Written instruction> Count the lines in the data below that contain the string "woman", and reply with the number alone.

========

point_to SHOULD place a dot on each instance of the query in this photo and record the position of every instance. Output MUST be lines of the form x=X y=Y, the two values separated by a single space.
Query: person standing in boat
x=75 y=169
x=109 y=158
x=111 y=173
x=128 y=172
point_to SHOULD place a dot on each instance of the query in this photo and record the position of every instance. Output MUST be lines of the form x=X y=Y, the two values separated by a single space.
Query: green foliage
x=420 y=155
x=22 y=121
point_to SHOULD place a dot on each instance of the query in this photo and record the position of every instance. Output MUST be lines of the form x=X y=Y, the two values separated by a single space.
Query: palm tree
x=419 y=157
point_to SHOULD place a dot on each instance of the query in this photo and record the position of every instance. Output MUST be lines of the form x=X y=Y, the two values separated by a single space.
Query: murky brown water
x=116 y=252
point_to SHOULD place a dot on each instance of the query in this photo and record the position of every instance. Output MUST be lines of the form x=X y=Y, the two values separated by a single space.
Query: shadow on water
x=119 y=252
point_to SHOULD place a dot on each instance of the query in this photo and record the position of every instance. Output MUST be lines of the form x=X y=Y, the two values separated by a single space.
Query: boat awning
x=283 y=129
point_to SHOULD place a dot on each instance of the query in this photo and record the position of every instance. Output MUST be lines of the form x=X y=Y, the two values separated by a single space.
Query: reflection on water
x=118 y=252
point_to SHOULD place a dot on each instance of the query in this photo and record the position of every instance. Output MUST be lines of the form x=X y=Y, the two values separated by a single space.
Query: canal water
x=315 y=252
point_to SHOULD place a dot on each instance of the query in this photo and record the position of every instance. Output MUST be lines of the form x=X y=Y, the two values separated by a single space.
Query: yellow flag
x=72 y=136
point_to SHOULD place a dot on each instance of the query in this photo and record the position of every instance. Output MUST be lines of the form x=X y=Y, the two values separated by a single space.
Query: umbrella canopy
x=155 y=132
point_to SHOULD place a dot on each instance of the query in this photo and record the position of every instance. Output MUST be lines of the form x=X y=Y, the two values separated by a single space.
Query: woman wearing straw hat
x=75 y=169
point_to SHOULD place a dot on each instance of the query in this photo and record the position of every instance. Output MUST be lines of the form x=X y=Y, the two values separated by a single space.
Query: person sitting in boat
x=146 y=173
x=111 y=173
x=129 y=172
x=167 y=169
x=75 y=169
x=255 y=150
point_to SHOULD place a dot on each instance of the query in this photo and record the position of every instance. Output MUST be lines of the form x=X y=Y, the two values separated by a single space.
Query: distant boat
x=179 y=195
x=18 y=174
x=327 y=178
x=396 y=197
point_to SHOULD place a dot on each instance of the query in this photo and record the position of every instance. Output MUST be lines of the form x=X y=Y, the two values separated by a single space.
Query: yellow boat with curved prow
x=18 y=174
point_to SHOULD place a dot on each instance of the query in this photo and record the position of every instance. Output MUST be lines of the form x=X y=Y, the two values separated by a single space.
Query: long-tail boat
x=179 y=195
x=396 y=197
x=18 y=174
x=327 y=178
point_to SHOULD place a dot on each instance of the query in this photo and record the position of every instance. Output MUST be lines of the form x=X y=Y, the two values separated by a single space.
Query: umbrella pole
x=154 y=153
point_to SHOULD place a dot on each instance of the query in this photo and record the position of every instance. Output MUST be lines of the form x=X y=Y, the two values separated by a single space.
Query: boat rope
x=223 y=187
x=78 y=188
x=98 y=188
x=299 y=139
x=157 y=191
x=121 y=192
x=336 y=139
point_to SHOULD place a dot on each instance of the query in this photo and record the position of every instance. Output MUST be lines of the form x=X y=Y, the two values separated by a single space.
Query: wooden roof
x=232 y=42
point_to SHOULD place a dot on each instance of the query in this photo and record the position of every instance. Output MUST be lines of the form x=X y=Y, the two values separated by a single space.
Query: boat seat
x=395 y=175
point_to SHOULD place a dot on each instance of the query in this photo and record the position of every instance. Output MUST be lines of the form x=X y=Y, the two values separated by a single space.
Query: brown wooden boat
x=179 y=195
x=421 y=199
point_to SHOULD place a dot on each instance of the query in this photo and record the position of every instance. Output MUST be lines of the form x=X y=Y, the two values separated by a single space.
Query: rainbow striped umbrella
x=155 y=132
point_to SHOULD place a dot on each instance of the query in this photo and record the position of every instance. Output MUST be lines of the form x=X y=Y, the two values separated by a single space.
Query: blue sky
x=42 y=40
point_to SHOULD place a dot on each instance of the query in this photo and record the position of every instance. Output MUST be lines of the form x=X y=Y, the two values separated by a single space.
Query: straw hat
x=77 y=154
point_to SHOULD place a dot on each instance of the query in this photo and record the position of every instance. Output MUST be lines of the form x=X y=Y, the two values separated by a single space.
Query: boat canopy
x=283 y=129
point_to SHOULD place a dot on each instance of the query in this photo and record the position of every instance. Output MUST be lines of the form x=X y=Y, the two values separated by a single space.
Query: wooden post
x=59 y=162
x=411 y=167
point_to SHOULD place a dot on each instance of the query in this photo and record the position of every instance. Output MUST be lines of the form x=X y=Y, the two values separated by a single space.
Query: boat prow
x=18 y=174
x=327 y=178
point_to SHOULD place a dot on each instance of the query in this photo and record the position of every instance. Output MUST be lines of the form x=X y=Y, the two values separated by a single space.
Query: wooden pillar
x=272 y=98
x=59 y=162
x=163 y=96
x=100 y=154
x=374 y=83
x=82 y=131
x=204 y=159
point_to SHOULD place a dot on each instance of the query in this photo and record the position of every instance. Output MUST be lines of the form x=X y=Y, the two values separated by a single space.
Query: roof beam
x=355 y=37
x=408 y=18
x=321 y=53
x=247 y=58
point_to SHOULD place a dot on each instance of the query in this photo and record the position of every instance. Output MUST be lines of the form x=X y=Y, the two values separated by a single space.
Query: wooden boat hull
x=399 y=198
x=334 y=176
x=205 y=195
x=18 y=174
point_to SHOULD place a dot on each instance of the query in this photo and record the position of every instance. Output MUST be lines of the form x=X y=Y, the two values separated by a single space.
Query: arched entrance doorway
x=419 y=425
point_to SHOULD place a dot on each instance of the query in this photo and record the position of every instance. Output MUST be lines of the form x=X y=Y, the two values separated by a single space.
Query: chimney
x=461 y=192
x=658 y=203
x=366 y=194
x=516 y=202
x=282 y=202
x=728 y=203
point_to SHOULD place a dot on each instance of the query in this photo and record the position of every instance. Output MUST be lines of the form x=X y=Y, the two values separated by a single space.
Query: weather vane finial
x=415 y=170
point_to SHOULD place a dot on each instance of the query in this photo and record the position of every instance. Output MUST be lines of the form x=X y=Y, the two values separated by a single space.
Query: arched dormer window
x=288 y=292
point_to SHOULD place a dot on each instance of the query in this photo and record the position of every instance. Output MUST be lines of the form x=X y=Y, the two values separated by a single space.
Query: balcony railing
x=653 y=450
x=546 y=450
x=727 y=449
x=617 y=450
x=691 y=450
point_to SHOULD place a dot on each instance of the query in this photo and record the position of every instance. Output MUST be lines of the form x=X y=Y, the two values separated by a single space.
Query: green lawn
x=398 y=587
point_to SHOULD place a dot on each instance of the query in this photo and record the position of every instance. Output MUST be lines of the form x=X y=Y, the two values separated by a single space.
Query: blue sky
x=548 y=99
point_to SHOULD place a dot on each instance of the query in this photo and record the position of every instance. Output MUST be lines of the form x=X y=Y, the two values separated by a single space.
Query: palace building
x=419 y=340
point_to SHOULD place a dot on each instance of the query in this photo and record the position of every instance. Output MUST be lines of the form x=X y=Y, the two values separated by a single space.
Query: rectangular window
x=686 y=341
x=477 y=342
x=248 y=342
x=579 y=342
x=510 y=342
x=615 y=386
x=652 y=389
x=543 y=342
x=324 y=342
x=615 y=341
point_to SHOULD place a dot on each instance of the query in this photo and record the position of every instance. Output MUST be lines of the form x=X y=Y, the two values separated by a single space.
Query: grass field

========

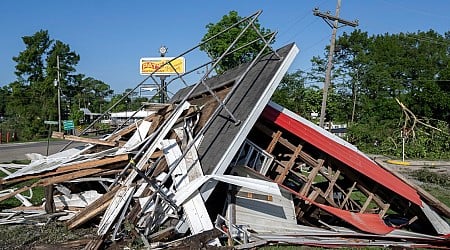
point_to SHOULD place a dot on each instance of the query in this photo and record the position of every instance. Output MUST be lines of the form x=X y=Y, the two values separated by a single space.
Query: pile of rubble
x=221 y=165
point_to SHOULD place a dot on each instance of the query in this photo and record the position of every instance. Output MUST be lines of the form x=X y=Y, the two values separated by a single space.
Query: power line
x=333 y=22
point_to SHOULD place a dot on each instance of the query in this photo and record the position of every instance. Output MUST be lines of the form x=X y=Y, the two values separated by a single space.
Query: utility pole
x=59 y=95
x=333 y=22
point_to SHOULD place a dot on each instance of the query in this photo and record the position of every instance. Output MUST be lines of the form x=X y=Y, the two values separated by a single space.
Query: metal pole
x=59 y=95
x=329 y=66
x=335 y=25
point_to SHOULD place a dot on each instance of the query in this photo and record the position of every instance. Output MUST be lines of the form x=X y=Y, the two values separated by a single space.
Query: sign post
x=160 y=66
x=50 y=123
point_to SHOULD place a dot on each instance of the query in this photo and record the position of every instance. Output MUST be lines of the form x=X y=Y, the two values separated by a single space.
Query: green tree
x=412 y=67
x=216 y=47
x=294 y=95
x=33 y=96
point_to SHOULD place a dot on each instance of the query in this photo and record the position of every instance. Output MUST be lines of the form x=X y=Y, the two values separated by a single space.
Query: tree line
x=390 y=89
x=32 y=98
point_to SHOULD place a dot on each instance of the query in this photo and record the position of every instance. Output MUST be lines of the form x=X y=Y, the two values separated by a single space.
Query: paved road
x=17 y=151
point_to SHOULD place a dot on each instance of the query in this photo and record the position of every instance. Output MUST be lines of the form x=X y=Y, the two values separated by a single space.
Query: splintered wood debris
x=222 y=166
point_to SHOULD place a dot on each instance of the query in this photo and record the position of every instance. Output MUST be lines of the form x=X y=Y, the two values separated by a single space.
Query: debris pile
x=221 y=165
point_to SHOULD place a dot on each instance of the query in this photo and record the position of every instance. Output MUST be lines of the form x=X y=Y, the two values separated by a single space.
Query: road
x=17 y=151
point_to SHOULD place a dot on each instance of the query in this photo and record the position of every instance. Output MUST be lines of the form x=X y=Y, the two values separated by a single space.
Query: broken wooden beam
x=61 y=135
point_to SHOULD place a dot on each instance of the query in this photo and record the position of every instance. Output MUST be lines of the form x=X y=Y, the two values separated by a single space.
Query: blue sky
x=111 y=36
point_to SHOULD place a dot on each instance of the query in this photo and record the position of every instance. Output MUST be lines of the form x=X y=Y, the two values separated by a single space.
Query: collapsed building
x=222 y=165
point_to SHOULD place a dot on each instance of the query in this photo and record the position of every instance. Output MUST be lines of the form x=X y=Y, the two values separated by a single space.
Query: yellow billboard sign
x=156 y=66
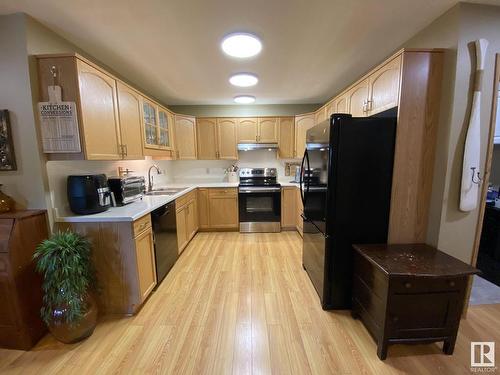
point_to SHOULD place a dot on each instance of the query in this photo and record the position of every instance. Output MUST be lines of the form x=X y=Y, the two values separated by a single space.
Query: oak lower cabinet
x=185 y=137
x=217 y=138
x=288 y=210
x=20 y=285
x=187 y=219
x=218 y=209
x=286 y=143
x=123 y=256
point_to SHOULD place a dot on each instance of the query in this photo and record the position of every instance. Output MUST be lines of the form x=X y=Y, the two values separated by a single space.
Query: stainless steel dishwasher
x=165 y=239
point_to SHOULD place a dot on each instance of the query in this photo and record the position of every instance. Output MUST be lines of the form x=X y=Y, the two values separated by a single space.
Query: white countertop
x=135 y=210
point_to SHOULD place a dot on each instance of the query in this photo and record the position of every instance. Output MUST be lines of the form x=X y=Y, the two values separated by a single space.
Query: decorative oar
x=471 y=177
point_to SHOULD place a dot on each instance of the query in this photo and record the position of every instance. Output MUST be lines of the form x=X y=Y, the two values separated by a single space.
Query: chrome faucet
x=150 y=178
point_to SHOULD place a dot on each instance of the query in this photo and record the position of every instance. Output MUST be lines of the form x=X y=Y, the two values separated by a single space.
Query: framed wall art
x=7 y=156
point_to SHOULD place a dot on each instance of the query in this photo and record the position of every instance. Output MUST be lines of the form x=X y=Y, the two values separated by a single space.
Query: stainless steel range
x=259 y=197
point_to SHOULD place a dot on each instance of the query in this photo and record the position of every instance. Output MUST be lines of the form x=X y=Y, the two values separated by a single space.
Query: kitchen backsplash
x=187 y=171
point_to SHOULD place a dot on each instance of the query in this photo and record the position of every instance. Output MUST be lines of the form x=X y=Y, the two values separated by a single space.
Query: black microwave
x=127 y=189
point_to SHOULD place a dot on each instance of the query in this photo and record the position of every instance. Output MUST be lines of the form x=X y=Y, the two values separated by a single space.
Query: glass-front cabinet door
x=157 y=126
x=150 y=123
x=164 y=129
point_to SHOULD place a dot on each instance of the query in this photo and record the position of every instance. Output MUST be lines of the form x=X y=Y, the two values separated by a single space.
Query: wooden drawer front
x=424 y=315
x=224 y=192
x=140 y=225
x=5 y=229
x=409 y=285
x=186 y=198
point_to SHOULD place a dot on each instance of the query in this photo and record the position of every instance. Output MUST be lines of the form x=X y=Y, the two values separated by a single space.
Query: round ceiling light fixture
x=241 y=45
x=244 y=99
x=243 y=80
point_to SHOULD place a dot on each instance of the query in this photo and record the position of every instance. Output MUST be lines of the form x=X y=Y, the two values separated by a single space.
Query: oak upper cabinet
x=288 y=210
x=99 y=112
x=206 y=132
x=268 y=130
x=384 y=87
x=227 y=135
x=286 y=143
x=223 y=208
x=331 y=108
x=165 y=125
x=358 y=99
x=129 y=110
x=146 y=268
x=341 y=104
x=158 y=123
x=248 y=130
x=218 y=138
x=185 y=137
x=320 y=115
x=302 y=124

========

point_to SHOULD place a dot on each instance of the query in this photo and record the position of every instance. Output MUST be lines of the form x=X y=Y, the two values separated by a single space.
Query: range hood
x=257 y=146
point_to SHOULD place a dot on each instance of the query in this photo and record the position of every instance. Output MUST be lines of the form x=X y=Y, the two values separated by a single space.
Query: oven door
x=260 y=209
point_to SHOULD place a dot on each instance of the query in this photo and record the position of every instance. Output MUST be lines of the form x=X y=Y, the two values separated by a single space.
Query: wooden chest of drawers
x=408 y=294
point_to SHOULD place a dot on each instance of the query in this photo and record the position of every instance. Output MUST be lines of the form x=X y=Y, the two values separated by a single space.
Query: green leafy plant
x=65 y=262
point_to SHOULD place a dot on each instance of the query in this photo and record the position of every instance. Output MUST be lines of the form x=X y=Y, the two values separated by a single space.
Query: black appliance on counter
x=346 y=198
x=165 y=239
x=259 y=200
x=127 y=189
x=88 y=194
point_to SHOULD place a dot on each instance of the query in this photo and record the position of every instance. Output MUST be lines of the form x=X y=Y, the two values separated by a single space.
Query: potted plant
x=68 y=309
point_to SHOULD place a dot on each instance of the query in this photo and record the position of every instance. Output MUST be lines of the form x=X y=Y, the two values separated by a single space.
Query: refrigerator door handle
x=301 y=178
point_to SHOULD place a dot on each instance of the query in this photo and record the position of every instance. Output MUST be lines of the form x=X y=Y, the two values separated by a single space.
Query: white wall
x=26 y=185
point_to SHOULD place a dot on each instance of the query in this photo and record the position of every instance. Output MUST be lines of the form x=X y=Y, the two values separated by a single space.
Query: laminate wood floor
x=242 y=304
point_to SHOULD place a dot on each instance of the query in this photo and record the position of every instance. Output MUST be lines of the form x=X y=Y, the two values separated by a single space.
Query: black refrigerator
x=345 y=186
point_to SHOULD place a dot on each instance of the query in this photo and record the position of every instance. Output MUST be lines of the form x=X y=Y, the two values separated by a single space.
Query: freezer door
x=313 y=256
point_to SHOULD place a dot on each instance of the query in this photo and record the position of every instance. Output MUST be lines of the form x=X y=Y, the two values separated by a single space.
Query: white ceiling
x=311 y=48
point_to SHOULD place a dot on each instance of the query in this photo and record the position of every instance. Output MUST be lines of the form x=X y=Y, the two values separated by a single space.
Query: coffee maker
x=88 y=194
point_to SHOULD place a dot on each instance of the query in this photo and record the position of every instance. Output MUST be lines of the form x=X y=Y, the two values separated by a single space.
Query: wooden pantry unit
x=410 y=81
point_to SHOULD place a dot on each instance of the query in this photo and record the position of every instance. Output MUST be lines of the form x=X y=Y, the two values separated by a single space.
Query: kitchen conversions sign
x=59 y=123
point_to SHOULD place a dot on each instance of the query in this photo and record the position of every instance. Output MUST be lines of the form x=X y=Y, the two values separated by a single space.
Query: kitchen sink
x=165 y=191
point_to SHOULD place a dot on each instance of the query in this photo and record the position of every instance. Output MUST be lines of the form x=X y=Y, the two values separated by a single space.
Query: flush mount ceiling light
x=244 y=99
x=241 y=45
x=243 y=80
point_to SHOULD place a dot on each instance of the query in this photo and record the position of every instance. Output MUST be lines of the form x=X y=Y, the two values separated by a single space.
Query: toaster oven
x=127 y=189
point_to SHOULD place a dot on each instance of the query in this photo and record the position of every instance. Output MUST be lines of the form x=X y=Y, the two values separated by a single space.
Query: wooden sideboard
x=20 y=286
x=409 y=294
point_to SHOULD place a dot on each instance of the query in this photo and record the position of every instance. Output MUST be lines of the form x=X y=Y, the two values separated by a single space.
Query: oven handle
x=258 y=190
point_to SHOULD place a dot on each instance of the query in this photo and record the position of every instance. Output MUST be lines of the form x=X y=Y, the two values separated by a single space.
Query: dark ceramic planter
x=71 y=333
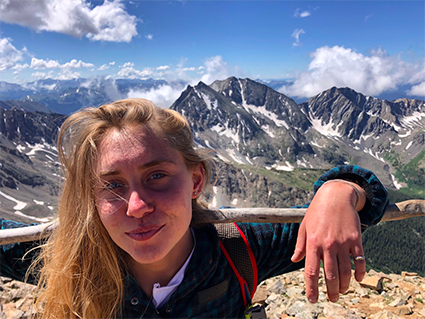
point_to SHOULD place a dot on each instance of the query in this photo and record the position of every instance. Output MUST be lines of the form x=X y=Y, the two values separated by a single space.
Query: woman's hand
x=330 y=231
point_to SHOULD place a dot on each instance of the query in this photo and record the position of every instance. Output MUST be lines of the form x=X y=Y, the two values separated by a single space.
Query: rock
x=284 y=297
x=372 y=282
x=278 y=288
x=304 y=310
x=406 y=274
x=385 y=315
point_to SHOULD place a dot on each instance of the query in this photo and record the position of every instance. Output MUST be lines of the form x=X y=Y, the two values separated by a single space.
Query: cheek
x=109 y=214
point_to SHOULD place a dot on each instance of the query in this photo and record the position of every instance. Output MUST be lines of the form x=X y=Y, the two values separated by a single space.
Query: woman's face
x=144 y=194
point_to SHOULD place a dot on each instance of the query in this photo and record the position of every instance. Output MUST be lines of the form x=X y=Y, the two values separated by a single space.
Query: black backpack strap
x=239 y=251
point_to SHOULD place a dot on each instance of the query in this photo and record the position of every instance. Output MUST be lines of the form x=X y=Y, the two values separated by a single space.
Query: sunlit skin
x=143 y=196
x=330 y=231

========

Result of the exercise> 3